LISTING -
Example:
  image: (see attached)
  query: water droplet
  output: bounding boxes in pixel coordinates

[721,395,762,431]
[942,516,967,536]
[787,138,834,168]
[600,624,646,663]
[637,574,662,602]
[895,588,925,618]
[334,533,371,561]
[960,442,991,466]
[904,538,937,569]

TASK TO COMPLETE - Rewrite the records above with every "water droplet" changed to "dew drop", keeping everything else the same.

CORRECT RESULT -
Example:
  image: (see attached)
  query: dew drop
  output: bounding boxes in pixel coordinates

[721,395,762,431]
[942,516,967,536]
[787,138,834,168]
[600,624,646,663]
[637,574,662,602]
[895,588,925,618]
[334,533,371,561]
[960,442,991,466]
[904,538,937,569]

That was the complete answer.